CHALLENGE.
From the data below, pull out every line that contains the word "dark" and copy each one in full.

>> BEGIN LISTING

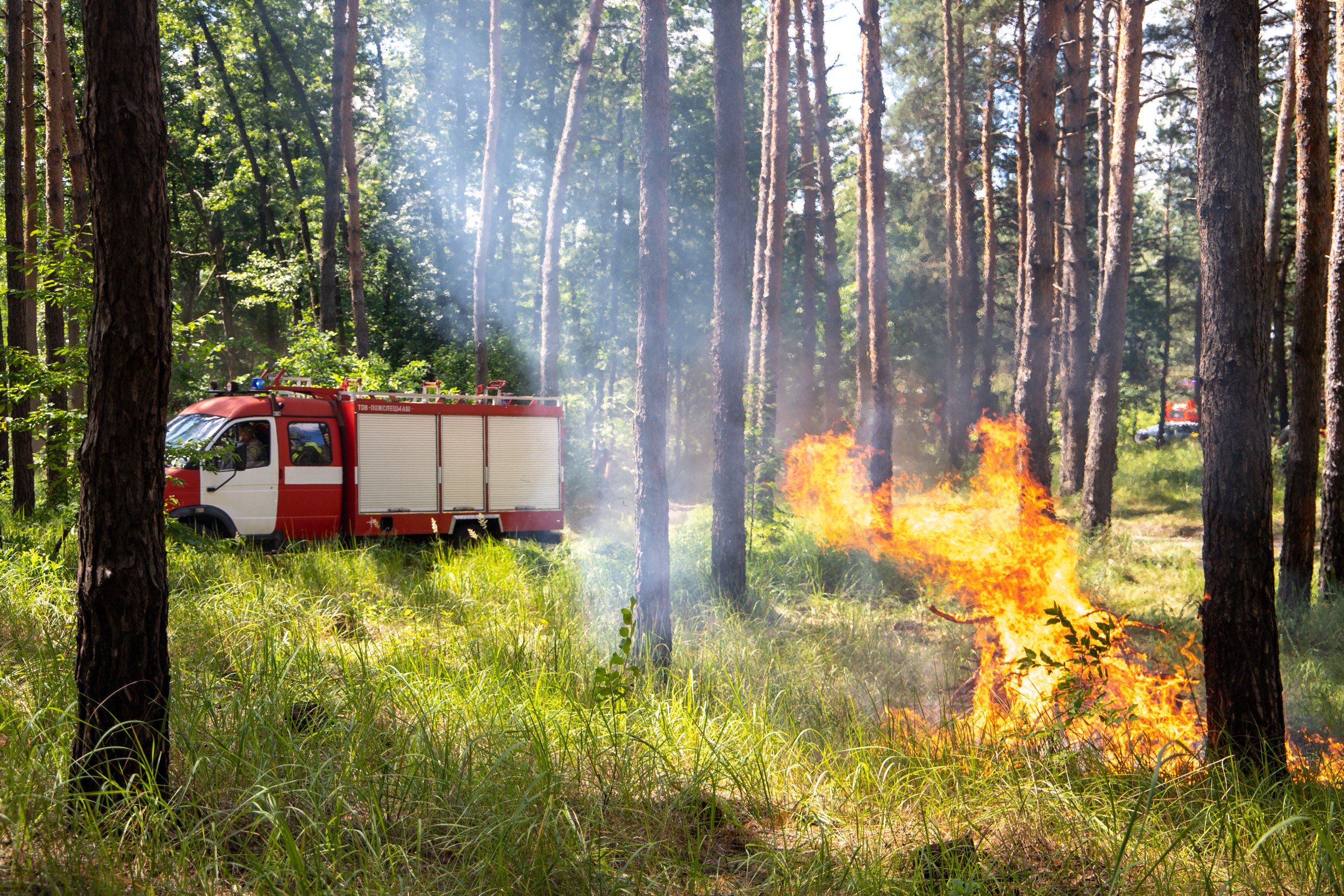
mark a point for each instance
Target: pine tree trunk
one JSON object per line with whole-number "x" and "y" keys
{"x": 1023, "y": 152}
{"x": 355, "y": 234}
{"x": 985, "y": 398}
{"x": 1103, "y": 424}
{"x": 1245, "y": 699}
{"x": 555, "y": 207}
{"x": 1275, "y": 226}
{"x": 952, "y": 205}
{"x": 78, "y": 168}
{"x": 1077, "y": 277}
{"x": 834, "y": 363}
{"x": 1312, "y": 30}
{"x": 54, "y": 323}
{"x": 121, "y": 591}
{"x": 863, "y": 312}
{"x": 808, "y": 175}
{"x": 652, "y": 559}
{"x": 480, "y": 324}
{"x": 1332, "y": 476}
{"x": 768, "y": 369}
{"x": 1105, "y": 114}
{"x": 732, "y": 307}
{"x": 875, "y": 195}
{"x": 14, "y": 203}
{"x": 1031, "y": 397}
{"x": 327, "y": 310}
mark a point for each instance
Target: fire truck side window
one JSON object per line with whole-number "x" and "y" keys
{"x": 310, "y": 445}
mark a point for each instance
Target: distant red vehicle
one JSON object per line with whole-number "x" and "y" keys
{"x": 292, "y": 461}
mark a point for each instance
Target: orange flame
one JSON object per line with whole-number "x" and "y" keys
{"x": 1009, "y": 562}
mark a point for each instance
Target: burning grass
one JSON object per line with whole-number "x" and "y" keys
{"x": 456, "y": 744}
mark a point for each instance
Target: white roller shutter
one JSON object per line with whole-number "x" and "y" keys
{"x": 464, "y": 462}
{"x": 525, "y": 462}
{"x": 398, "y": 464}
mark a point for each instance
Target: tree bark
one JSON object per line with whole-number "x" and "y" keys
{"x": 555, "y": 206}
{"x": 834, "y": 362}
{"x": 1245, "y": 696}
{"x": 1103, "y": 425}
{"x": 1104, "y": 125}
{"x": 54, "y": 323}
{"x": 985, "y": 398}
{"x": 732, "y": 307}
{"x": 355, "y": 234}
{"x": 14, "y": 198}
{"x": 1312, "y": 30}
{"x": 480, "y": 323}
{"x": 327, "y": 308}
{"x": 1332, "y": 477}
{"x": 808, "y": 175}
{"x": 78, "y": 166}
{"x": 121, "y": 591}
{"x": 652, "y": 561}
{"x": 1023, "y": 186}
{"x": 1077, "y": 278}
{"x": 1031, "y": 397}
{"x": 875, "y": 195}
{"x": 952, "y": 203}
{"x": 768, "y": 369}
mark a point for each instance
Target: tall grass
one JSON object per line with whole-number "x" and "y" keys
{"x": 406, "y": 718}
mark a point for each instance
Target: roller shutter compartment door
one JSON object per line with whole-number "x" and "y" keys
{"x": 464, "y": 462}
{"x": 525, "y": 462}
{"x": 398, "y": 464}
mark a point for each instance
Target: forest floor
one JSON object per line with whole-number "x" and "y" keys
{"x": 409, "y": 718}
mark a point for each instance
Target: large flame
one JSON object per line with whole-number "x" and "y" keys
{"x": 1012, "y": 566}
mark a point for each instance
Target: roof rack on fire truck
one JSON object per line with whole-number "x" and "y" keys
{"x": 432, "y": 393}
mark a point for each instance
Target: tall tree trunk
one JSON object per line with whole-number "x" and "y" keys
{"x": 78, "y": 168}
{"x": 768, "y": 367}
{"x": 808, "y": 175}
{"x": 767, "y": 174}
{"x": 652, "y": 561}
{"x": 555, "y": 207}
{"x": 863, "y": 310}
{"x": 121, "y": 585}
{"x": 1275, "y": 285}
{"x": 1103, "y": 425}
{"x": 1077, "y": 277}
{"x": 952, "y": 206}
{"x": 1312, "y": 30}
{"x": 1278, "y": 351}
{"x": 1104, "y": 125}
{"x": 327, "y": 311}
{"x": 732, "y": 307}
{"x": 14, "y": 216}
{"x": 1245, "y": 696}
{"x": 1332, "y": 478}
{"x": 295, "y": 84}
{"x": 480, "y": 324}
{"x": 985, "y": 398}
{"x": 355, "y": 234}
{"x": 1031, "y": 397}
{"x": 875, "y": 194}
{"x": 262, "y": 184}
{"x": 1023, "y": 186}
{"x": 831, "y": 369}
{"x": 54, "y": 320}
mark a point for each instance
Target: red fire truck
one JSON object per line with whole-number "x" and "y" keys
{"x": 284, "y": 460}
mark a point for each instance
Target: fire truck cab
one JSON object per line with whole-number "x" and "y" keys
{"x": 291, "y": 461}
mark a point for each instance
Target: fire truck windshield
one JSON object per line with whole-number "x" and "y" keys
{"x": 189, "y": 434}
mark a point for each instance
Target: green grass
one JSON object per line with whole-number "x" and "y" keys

>> END LISTING
>> BEGIN LISTING

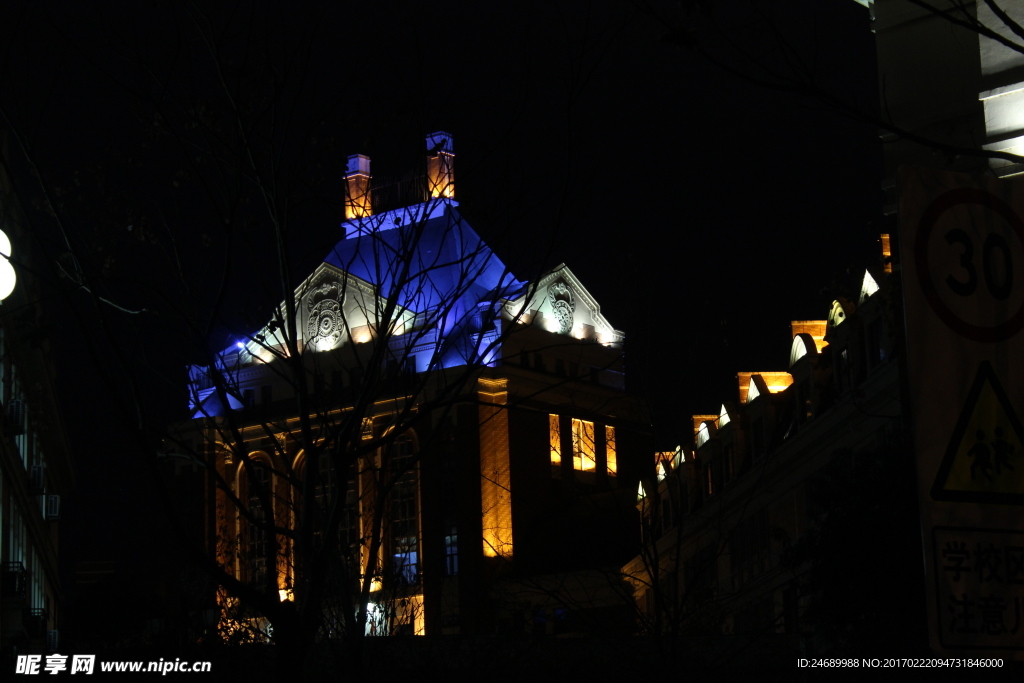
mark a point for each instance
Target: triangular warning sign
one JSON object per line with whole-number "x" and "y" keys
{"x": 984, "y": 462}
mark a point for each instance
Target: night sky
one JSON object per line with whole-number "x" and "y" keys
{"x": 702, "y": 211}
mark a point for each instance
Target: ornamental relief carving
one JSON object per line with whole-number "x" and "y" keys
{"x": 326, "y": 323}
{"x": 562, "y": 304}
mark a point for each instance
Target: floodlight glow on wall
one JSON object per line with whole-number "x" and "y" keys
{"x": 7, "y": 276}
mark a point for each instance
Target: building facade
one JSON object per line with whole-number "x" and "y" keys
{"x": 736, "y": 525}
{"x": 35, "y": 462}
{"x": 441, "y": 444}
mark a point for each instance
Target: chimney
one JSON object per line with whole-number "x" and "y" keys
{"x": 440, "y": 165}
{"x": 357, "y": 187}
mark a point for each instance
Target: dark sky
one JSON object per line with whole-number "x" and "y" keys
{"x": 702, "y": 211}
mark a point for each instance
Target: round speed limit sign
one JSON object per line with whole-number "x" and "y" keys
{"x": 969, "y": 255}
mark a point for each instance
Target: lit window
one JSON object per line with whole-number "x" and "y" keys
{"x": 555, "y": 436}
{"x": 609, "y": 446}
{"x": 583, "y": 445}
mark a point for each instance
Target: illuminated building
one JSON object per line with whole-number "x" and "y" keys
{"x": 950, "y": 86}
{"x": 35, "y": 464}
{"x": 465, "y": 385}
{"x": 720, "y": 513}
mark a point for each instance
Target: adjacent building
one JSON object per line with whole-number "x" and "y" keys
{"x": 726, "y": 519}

>> END LISTING
>> BEGIN LISTING

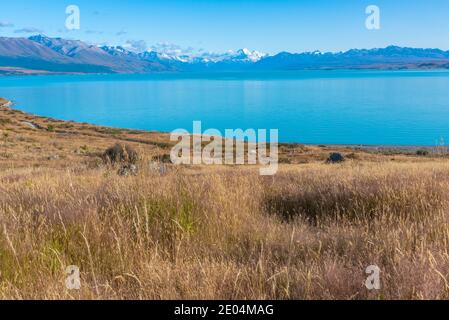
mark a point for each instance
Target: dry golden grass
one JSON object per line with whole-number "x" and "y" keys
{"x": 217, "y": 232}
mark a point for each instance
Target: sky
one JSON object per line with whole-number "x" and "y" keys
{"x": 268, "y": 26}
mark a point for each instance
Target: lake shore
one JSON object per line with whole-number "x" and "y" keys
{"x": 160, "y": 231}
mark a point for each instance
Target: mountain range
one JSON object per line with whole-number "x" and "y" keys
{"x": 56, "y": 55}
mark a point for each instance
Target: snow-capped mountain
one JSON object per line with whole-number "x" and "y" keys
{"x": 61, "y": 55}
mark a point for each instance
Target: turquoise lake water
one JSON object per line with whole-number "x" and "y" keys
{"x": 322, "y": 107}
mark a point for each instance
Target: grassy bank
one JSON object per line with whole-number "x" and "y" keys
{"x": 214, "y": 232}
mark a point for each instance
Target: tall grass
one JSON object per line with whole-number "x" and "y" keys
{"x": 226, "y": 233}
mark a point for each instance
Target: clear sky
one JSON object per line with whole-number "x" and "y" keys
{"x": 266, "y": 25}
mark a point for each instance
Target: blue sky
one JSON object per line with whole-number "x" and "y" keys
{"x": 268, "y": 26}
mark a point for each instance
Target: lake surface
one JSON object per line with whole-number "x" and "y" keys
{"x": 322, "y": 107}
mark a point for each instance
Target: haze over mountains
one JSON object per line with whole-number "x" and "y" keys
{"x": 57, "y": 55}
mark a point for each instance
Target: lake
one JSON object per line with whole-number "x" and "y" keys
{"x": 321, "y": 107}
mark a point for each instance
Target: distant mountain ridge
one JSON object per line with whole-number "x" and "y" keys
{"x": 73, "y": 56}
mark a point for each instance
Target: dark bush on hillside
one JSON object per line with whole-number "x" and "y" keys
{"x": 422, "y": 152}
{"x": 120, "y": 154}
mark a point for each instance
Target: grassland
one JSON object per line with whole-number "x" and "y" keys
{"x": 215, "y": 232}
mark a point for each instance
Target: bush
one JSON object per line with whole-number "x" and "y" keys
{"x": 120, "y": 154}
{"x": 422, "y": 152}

>> END LISTING

ANSWER.
Target: dark sky
Target: dark bush on hillside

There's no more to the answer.